**EXERCISE DIRECTIONS:** Give the listing again, word for word.

**DATASET RECORDS:**
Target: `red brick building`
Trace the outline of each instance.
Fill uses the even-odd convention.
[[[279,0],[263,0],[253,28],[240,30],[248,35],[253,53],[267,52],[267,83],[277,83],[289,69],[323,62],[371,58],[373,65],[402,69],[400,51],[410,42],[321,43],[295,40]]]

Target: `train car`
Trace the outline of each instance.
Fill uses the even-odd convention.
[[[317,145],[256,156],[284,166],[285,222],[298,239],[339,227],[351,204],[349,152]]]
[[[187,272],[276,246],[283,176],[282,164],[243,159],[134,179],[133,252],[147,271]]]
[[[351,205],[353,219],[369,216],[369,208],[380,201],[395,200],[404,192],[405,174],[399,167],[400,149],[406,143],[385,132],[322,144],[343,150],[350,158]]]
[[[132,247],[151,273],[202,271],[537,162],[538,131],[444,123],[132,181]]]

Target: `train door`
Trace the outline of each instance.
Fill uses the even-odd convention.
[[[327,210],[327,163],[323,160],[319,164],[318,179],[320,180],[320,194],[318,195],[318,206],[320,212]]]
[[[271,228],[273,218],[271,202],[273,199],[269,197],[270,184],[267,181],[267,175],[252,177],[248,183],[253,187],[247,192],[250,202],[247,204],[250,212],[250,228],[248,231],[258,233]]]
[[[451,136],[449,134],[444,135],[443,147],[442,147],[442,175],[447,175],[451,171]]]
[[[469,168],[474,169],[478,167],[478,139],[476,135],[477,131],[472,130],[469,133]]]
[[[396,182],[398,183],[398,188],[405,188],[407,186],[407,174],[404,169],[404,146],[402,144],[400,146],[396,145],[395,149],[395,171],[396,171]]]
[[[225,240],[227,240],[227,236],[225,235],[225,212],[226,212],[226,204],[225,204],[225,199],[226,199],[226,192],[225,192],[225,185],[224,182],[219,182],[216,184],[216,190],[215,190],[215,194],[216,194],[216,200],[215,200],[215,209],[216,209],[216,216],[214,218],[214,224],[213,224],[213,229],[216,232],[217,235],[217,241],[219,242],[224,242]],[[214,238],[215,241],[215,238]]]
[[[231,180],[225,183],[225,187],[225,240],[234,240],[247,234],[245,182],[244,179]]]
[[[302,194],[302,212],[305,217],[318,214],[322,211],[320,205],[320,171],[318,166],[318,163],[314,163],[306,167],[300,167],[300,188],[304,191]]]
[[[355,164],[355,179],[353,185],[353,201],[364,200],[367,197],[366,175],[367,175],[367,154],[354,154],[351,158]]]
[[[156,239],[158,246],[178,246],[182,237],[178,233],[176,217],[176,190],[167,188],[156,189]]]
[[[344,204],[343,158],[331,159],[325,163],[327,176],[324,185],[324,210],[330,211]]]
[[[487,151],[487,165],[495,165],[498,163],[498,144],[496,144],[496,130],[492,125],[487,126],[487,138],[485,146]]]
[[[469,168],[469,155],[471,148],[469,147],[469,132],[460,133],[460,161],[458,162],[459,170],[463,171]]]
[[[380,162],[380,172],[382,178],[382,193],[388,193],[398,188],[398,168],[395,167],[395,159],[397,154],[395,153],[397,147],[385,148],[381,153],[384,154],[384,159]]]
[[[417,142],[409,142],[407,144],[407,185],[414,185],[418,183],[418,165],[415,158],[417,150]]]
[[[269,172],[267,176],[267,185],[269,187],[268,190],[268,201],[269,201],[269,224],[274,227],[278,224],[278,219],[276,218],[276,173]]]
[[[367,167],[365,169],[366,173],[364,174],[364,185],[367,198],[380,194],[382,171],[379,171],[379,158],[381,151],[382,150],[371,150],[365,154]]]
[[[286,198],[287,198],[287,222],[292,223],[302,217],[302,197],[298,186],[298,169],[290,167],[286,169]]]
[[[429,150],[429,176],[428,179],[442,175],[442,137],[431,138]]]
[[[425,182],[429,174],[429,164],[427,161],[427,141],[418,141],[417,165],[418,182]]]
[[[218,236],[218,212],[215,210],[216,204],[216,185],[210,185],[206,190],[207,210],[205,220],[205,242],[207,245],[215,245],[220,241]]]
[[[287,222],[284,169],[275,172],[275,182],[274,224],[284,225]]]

**TASK RESPONSE:**
Target: `red brick building`
Trace the outline of each instance.
Fill uses the even-odd convention.
[[[279,0],[263,0],[253,28],[240,30],[248,35],[253,53],[267,52],[267,83],[277,83],[289,69],[323,62],[371,58],[373,65],[402,69],[400,51],[410,42],[321,43],[295,40]]]

Target: `train car`
Trace the outline of each instance.
Fill uses the even-odd convention.
[[[317,145],[256,156],[284,166],[285,222],[298,239],[339,227],[351,204],[349,152]]]
[[[187,272],[276,246],[283,176],[282,164],[243,159],[134,179],[133,252],[147,271]]]
[[[351,205],[353,219],[369,216],[369,208],[380,201],[395,200],[404,192],[405,174],[399,167],[400,149],[406,143],[385,132],[322,144],[343,150],[350,158]]]
[[[132,247],[151,273],[202,271],[537,162],[538,131],[444,123],[132,181]]]

Target: `train door`
Trace the outline of each instance.
Fill uses the even-odd convention.
[[[327,210],[327,163],[323,160],[319,164],[318,179],[320,180],[320,194],[318,195],[318,206],[320,212]]]
[[[271,228],[273,218],[271,202],[273,199],[269,197],[270,184],[267,181],[267,175],[252,177],[248,183],[253,187],[247,192],[250,202],[247,204],[250,212],[250,228],[248,231],[258,233]]]
[[[451,136],[449,134],[444,135],[443,147],[442,147],[442,175],[447,175],[451,171]]]
[[[469,168],[474,169],[478,167],[478,139],[476,135],[477,131],[472,130],[469,133]]]
[[[396,182],[398,183],[398,188],[405,188],[407,186],[407,174],[404,169],[404,146],[402,144],[400,146],[396,145],[395,149],[395,171],[396,171]]]
[[[225,240],[227,240],[227,236],[225,235],[225,212],[226,212],[226,204],[225,204],[225,199],[226,199],[226,192],[225,192],[225,185],[224,182],[219,182],[216,184],[216,190],[215,190],[215,194],[216,194],[216,200],[215,200],[215,209],[216,209],[216,216],[214,218],[214,224],[213,224],[213,229],[216,232],[217,235],[217,241],[219,242],[224,242]],[[214,238],[215,241],[215,238]]]
[[[231,180],[225,183],[225,187],[225,240],[234,240],[247,234],[245,182],[244,179]]]
[[[302,194],[302,212],[305,217],[318,214],[322,211],[320,205],[320,171],[318,166],[318,163],[314,163],[306,167],[300,167],[300,188],[304,191]]]
[[[355,164],[355,179],[353,185],[353,201],[364,200],[367,197],[366,175],[367,175],[367,154],[354,154],[351,158]]]
[[[156,239],[158,246],[178,246],[182,237],[178,233],[176,217],[176,190],[167,188],[156,189]]]
[[[344,204],[343,158],[331,159],[325,163],[327,176],[324,185],[324,210],[330,211]]]
[[[487,151],[487,165],[495,165],[498,163],[498,144],[496,144],[496,130],[492,125],[487,126],[487,138],[485,146]]]
[[[469,168],[469,155],[471,148],[469,147],[469,132],[460,133],[460,161],[458,162],[459,170],[463,171]]]
[[[380,162],[380,172],[382,178],[382,193],[388,193],[398,188],[398,168],[395,167],[395,159],[397,154],[395,153],[397,147],[385,148],[381,153],[384,154],[384,159]]]
[[[417,142],[409,142],[407,144],[407,185],[414,185],[418,183],[418,165],[415,158],[417,150]]]
[[[269,172],[267,176],[267,185],[269,187],[268,190],[268,201],[269,201],[269,224],[274,227],[278,224],[278,219],[276,218],[276,173]]]
[[[367,167],[365,169],[366,173],[364,174],[364,185],[367,198],[380,194],[382,171],[379,171],[379,158],[381,151],[382,150],[371,150],[365,154]]]
[[[286,198],[287,198],[287,222],[292,223],[302,217],[302,197],[298,186],[298,169],[290,167],[286,169]]]
[[[429,150],[429,176],[428,179],[442,175],[442,137],[431,138]]]
[[[425,182],[429,174],[429,164],[427,161],[427,141],[418,141],[417,165],[418,182]]]
[[[218,236],[218,212],[215,210],[216,204],[216,185],[210,185],[206,190],[207,210],[205,220],[205,242],[207,245],[215,245],[220,241]]]
[[[287,222],[284,169],[275,172],[275,182],[274,224],[284,225]]]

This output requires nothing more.